§ TASK INPUTS
┌────────

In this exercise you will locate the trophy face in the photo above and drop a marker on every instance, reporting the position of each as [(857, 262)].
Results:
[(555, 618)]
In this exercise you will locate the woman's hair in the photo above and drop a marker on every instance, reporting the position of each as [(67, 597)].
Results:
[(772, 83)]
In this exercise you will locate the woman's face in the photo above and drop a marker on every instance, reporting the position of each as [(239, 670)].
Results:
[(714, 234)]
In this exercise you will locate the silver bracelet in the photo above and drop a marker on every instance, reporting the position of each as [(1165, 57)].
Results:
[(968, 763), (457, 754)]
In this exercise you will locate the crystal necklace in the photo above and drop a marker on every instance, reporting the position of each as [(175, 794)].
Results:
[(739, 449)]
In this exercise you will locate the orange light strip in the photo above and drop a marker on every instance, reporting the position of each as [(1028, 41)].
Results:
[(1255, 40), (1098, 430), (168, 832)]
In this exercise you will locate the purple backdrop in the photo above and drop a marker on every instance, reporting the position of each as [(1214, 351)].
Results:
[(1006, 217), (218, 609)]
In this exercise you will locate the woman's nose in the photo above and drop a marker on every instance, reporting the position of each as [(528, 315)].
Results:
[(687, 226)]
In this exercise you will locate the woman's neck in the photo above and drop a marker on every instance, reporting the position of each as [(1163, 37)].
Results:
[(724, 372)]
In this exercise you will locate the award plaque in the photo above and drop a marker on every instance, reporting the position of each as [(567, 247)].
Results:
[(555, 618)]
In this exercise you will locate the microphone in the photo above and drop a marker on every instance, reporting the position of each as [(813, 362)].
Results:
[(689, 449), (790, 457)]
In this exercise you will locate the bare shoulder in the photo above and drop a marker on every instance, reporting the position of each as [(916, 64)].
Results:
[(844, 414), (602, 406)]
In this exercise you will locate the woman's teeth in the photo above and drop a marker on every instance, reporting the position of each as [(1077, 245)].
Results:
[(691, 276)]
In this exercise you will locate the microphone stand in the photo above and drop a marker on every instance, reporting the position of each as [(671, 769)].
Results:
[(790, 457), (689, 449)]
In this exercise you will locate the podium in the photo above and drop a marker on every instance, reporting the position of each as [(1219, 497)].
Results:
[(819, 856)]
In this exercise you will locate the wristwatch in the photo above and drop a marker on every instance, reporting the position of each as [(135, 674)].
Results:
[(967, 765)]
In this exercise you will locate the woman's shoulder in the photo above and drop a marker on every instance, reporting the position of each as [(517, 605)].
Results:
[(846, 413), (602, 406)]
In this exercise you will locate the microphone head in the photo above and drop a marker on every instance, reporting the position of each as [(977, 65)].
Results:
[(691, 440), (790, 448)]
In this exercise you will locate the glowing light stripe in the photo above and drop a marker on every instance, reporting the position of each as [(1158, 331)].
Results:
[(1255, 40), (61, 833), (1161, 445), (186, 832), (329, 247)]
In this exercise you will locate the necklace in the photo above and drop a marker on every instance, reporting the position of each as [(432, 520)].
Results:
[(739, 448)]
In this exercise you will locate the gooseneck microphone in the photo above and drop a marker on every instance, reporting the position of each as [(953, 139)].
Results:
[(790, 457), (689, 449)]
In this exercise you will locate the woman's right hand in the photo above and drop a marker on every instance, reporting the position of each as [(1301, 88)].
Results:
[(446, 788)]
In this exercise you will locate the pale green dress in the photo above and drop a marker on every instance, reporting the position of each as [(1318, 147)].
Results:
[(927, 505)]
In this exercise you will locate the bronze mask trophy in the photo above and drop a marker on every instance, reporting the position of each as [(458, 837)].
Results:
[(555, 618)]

└────────

§ TRY IT
The lines above that hold the string "necklace" are to be located and copied.

§ EXERCISE RESULT
In this exercise you will locate the crystal necklace in the photo above and drop a marker on every instance, reporting the position of each as [(175, 794)].
In this exercise you will locate the necklace in the photo above and drop a marker on every instance, reporting the position of each as [(432, 520)].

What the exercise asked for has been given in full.